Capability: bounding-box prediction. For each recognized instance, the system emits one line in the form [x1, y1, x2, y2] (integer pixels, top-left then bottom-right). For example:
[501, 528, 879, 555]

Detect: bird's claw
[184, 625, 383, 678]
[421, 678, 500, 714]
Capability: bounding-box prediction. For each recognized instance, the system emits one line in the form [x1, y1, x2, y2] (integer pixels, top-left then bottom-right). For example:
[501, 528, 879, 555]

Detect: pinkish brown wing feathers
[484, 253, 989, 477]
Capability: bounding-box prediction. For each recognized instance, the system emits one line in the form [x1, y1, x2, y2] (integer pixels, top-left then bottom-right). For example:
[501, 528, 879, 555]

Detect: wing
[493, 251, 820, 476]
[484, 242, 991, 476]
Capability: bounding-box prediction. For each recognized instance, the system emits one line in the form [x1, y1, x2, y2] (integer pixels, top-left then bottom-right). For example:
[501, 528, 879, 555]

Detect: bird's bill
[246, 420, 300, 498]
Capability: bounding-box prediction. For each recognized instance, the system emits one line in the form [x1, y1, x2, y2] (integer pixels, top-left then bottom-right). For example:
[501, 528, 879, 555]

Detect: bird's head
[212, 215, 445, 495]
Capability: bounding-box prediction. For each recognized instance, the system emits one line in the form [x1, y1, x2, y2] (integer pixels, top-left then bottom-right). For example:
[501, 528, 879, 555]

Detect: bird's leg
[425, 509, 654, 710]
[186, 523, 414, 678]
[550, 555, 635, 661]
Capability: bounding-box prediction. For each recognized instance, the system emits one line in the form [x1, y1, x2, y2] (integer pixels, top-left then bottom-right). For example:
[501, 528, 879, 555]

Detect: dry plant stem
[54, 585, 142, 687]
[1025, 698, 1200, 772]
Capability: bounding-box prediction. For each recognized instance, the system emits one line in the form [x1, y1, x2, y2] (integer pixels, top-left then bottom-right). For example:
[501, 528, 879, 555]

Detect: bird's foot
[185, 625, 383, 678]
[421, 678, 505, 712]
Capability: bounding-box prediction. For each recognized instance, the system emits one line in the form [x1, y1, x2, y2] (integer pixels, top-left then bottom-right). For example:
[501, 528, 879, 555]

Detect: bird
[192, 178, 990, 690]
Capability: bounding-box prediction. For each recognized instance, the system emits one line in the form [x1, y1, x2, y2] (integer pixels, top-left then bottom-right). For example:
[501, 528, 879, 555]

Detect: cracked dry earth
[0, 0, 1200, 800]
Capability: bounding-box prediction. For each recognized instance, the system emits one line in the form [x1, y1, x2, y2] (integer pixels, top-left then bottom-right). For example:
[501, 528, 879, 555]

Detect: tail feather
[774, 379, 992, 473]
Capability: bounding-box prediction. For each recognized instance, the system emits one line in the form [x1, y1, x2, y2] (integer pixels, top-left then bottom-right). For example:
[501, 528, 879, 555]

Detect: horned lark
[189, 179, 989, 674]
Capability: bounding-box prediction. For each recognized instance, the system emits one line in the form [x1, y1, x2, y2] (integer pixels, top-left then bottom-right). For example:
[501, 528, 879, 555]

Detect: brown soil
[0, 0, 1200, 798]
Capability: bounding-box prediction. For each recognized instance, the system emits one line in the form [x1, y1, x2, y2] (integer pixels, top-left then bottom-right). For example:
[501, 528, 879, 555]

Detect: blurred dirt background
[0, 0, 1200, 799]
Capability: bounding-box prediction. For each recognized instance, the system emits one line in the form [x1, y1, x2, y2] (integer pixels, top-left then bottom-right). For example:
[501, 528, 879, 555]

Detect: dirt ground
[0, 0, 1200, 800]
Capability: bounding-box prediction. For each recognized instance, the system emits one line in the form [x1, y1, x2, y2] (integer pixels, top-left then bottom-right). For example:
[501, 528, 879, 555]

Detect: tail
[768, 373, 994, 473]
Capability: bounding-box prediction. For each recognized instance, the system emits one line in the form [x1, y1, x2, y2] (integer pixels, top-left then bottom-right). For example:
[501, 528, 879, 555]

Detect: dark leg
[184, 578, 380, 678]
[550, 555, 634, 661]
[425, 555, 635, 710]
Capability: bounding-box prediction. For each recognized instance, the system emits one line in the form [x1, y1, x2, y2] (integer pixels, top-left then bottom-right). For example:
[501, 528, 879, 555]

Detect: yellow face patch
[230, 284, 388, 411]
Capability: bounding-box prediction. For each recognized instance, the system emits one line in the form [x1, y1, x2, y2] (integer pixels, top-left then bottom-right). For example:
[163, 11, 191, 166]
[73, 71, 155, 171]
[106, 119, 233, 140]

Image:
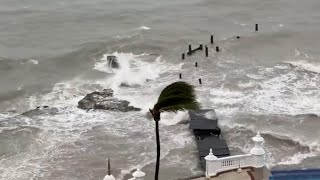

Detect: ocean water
[0, 0, 320, 180]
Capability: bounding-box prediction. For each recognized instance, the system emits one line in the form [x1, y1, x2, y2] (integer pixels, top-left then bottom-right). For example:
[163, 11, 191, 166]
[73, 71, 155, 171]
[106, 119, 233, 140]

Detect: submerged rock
[21, 106, 59, 117]
[78, 89, 141, 112]
[107, 56, 119, 68]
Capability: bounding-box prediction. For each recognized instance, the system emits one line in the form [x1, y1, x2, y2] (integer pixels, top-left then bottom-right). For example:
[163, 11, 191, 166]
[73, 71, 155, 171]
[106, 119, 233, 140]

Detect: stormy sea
[0, 0, 320, 180]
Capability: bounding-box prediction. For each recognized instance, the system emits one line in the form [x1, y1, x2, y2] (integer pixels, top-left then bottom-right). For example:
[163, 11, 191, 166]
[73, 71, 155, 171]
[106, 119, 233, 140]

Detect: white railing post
[204, 149, 218, 177]
[132, 167, 146, 180]
[103, 158, 116, 180]
[250, 132, 266, 168]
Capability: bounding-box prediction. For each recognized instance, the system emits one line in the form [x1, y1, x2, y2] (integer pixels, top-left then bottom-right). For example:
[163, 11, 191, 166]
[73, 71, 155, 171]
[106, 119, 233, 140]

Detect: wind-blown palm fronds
[150, 81, 200, 180]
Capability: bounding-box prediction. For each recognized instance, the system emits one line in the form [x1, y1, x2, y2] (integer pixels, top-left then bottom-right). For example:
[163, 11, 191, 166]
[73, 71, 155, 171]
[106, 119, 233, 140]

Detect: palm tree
[149, 81, 200, 180]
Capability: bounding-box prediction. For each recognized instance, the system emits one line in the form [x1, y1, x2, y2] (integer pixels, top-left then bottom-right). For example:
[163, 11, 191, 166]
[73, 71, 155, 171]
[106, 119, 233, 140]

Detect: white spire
[204, 148, 218, 161]
[132, 166, 146, 180]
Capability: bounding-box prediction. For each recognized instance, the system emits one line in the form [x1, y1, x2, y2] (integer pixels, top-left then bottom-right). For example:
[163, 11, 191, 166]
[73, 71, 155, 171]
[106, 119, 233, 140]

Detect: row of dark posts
[179, 24, 259, 84]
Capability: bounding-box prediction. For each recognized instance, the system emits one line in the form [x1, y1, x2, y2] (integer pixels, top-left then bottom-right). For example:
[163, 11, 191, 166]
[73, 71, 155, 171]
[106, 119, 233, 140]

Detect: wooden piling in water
[206, 46, 209, 57]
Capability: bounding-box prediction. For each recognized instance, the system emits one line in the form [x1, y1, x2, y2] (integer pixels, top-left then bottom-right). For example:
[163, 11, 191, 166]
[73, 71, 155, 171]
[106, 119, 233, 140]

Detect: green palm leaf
[153, 82, 199, 112]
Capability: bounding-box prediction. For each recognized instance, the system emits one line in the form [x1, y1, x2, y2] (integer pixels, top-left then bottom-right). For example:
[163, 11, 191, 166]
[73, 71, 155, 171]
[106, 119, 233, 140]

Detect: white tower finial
[132, 166, 146, 180]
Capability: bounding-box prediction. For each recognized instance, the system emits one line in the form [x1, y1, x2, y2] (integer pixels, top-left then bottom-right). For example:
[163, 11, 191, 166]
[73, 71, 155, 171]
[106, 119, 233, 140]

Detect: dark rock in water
[107, 56, 119, 68]
[78, 89, 141, 112]
[21, 106, 59, 117]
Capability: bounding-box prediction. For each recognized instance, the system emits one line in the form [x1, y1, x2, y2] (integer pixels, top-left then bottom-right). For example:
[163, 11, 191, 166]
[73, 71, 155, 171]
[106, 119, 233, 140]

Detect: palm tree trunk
[154, 120, 160, 180]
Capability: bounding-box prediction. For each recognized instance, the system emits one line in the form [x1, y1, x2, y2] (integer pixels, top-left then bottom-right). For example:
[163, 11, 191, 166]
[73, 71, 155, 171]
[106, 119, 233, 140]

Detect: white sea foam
[139, 26, 151, 30]
[28, 59, 39, 64]
[286, 60, 320, 73]
[278, 152, 318, 165]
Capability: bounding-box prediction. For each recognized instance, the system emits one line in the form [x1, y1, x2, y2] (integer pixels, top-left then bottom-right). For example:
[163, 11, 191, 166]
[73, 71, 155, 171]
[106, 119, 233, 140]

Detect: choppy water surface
[0, 0, 320, 180]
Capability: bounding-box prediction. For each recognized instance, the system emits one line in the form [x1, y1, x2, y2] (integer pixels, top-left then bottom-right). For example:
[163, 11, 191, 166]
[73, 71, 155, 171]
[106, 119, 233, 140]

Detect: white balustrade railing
[205, 133, 266, 176]
[215, 154, 253, 171]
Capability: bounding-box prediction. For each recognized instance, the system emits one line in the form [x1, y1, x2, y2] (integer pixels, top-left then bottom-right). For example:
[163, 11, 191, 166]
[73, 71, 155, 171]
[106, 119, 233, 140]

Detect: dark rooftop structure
[189, 109, 230, 169]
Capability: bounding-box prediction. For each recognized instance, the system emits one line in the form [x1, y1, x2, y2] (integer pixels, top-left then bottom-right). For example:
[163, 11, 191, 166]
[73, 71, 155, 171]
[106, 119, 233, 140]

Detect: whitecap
[139, 26, 151, 30]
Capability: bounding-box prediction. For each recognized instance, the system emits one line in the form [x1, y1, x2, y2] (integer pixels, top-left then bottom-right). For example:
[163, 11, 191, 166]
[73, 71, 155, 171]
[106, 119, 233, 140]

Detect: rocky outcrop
[78, 89, 141, 112]
[107, 56, 119, 68]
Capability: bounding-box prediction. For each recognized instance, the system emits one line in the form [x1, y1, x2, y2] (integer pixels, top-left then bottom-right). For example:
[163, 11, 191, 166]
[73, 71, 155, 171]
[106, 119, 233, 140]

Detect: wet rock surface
[78, 89, 141, 112]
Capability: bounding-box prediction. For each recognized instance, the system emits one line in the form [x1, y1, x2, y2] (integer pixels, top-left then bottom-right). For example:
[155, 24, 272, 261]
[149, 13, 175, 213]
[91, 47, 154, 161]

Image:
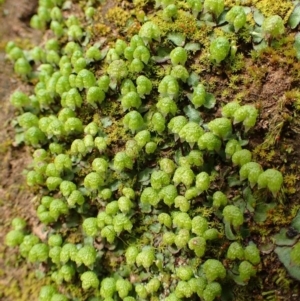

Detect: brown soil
[0, 0, 49, 301]
[0, 0, 300, 301]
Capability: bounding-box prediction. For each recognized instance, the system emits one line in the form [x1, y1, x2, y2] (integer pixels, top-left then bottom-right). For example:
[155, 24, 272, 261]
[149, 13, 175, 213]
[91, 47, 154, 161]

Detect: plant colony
[6, 0, 300, 301]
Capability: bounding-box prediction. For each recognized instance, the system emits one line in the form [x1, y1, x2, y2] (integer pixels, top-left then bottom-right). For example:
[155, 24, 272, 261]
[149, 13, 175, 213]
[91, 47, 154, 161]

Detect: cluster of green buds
[5, 0, 292, 301]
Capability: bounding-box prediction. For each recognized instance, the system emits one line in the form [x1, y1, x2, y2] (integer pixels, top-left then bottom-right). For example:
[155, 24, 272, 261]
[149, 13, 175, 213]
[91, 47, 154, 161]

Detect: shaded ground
[0, 0, 300, 301]
[0, 0, 49, 301]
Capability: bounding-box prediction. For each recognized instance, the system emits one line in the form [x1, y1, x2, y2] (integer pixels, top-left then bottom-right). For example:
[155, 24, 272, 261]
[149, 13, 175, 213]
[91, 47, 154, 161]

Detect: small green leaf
[184, 42, 201, 53]
[227, 177, 242, 187]
[150, 223, 161, 234]
[203, 93, 216, 109]
[218, 10, 227, 25]
[183, 105, 202, 123]
[187, 72, 200, 87]
[253, 40, 268, 51]
[254, 203, 276, 223]
[291, 210, 300, 232]
[274, 247, 300, 280]
[294, 33, 300, 60]
[138, 168, 154, 182]
[288, 3, 300, 29]
[243, 187, 256, 212]
[168, 32, 185, 46]
[14, 133, 24, 146]
[253, 9, 265, 26]
[273, 228, 298, 246]
[101, 117, 112, 129]
[224, 222, 236, 240]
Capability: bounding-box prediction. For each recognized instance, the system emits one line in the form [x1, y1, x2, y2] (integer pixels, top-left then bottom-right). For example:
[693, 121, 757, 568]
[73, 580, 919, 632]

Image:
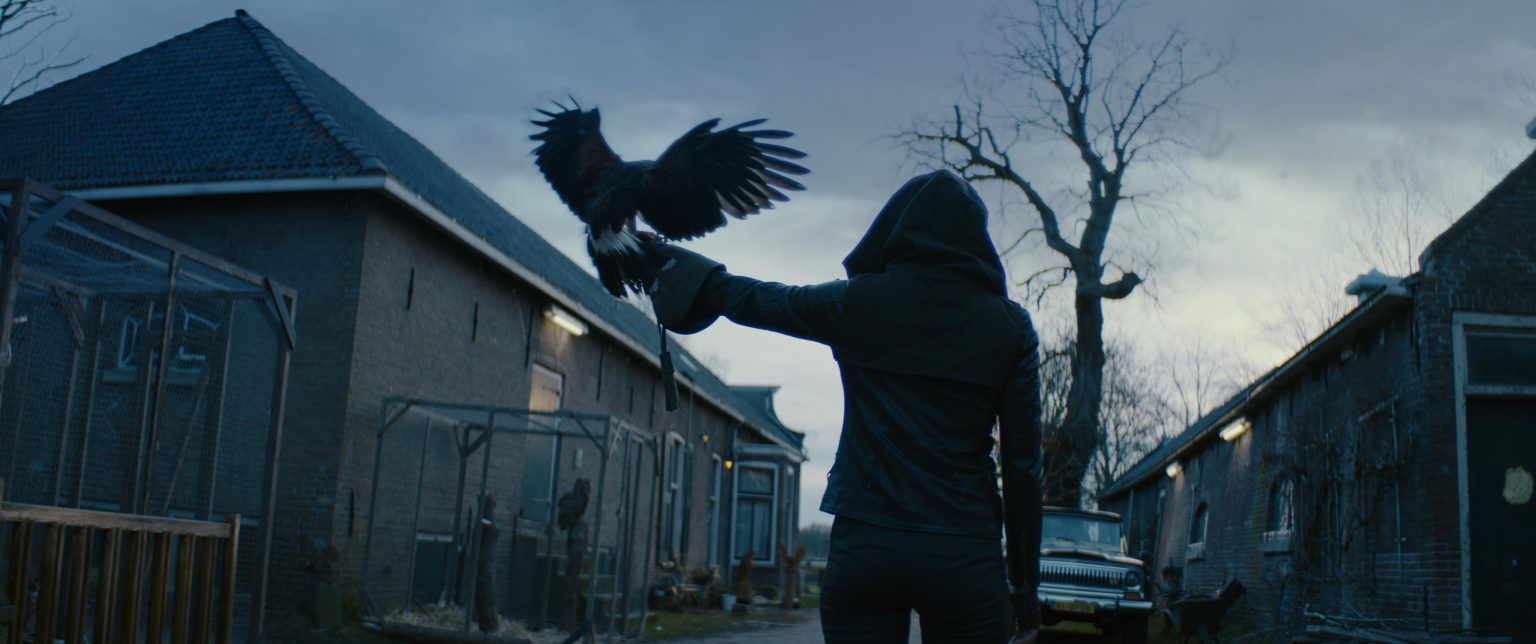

+++++

Format the lines of the entries above, from the very first line through the line containing "[484, 253, 989, 477]", as a JSON list of strings, one string per line, with blank lines left out.

*COMPLETED TASK:*
[
  "Capability: bounding-box prediction. For each recognized instance, the system emits one line in the form [x1, y1, x2, y2] (integer pixels, top-left then bottom-right). For example:",
  "[501, 528, 879, 555]",
  "Detect: bird's claw",
  "[184, 625, 383, 678]",
  "[421, 678, 500, 714]",
  "Capability: bounding-box prediction. For each recognized instance, the system emits one line in the form [x1, y1, x2, y2] (integer pixels, top-left then bottom-right). For example:",
  "[501, 528, 879, 555]",
  "Detect: pinkish brown wing feathers",
  "[484, 253, 989, 477]"
]